EXERCISE OBJECTIVE |
In the Vampyr text below, copy the stretch from "Granted, there are" through "the shallow combat.", swapping "Spanish flu" for "cholera".

TEXT SECTION |

□ □ □ □

Reid shouts things like “don’t make me do this” as you sneak up behind them and chomp on their necks, slurping their arteries like cheese strings. They, in turn, call him a “parasite” and try to set him on fire.
PCGamesN thinks it's torn between its character and its combat:
Set in the wake of the First World War, Vampyr has you play soldier-turned-doctor Jonathan Reid. That career switch is only the first of Reid’s transformations, though, as just before the game begins he is turned from a human into a vampire. Confused by the new thirst for blood, you help Reid to understand what he has become and how the change took place.
Vampyr is unsatisfying from the start. For a game that has been pitched as one of choice and consequence, where you interact with a whole city of people, choosing who lives and dies to sate your thirst, it is disappointingly linear. You are hunted through dark, empty streets that may as well be enclosed corridors for the lack of opportunities for expression and interactivity they offer.
Granted, there are narrative reasons for the streets to be so empty - London is heavy with Spanish flu and there is a murderer on the loose who is draining his victims of blood - but that doesn’t make the hollowness of the capital city any less noticeable.
The only people you encounter in the smog-filled streets are characterless vampire hunters and blood-starved vampiric creatures who exist only to be killed by you. There is no talking to them or avoiding them. This wouldn’t be such an obvious blemish if it weren’t for the shallow combat.
And Daily Star thinks the game has potential but is not quite there yet:
Vampyr looks like it might be a great game.
We played a version that's still a few months out from release, and the core gameplay conceit (discover more about the people in the Districts) seems really well-realised and captures the tonic of a traditional gothic tale superbly well.
The main part of the game feels like Bram Stoker's Life if Strange (which is a very good thing indeed), but when you're taken away from the social interactions of some nicely written, believably acted characters and forced to fight other vampires in a morgue, then go kill some unnamed humans, there's a jarring contrast.
Vampyr feels like two different games fighting against each other for dominance - and that feels fantastically apt, mimicking Reid's own battle with his literal demons. We just hope that in the final game, DONTNOD establishes a good balance and leverages the amazing art team, narrative expertise and experience of the studio to deliver something as captivating as its main character's thrall.
And if you're looking for something slightly more positive, you can check out this Gameractor video interview with a couple of developers. An excerpt from the transcript:
In Vampyr you'll be going up against a mix of both supernatural enemies and human vampire hunters, and the decisions you make with regards to how you treat the people living around you will determine what sort of adversaries you come up against. Speaking about the deadly vampire hunters, Beauverger mentioned that "if you do not fight this kind of enemies, you will have to face supernatural creatures who for different reasons can also be very deadly to you."
"This is how the game will incite you to take a life, because you are a new vampire. You have been created as a vampire at the beginning of the game; you are not some very old vampire who has a lot of power, no, you will have to gain that power through the blood of the people you choose to kill. So this is how we reflect in the game the idea that a vampire is compelled to drink blood."
"So the game will not tell you that you have to take a life every night, that's not how it works. If you try to restrain yourself from killing innocents (or not so innocents) you have the right to do so, but it's so much easier to face dangerous situations when you have killed a few people before. That's how the game lures you into darkness."

□ □ □ □

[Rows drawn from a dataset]
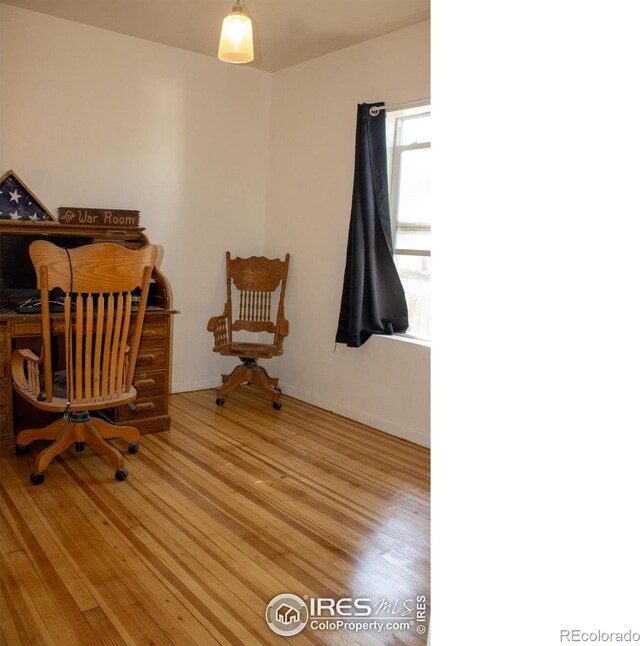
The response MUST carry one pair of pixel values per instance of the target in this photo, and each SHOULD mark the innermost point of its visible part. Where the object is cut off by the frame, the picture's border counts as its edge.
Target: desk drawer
(27, 328)
(153, 331)
(145, 407)
(5, 394)
(148, 383)
(154, 358)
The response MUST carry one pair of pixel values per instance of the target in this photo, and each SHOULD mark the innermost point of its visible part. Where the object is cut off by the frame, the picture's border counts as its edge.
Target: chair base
(250, 372)
(78, 428)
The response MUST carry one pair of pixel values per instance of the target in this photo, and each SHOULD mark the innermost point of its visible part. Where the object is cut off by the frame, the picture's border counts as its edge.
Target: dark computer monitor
(17, 275)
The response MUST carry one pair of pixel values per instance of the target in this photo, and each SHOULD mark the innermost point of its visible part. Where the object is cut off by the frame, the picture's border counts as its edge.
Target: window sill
(405, 338)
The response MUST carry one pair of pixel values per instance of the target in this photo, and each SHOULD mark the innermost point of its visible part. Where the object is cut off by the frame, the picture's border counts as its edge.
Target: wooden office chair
(254, 281)
(101, 338)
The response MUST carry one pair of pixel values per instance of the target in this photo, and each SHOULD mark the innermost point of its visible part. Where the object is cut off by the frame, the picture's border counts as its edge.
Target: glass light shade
(236, 38)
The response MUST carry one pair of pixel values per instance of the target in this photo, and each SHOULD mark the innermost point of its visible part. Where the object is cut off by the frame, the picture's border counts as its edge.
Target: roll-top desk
(152, 377)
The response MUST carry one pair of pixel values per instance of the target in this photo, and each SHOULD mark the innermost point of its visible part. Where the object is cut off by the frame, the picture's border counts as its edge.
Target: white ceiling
(286, 32)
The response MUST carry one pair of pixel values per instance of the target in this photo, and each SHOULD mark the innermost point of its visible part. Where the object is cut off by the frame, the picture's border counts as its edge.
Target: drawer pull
(144, 382)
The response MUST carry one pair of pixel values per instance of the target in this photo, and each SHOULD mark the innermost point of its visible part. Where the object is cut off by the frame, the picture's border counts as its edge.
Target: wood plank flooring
(233, 506)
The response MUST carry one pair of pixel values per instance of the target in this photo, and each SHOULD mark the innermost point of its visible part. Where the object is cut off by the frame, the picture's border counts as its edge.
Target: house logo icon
(287, 615)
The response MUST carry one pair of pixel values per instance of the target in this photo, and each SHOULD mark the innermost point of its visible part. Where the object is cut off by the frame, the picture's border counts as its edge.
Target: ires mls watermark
(577, 635)
(287, 614)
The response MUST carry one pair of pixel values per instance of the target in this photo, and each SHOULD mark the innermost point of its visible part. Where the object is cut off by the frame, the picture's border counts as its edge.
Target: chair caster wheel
(37, 478)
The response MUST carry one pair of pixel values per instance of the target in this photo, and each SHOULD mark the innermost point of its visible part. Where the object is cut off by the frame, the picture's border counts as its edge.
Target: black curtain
(373, 299)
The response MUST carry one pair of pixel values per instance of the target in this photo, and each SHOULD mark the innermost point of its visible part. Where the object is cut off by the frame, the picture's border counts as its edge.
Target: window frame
(395, 151)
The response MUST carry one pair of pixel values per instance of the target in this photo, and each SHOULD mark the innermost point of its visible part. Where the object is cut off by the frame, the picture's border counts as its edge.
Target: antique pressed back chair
(253, 305)
(101, 331)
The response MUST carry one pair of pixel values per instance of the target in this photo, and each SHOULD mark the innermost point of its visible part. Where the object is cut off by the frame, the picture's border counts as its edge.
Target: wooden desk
(152, 378)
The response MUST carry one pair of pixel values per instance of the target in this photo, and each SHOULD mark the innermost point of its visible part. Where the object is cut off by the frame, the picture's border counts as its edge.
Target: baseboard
(387, 426)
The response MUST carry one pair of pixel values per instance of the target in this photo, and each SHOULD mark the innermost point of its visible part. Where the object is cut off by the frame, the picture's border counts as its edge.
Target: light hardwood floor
(233, 506)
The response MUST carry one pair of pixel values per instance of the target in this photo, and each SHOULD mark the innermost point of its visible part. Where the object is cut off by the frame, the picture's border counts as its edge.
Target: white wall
(97, 119)
(384, 383)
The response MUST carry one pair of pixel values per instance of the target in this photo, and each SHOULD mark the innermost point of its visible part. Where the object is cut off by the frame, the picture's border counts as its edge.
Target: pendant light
(236, 37)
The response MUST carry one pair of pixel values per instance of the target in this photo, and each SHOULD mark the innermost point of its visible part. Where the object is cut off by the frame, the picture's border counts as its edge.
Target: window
(409, 142)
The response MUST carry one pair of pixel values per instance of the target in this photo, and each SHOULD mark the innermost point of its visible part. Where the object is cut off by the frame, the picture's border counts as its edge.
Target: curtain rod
(375, 110)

□ □ □ □

EXERCISE ANSWER |
Granted, there are narrative reasons for the streets to be so empty - London is heavy with cholera and there is a murderer on the loose who is draining his victims of blood - but that doesn’t make the hollowness of the capital city any less noticeable.
The only people you encounter in the smog-filled streets are characterless vampire hunters and blood-starved vampiric creatures who exist only to be killed by you. There is no talking to them or avoiding them. This wouldn’t be such an obvious blemish if it weren’t for the shallow combat.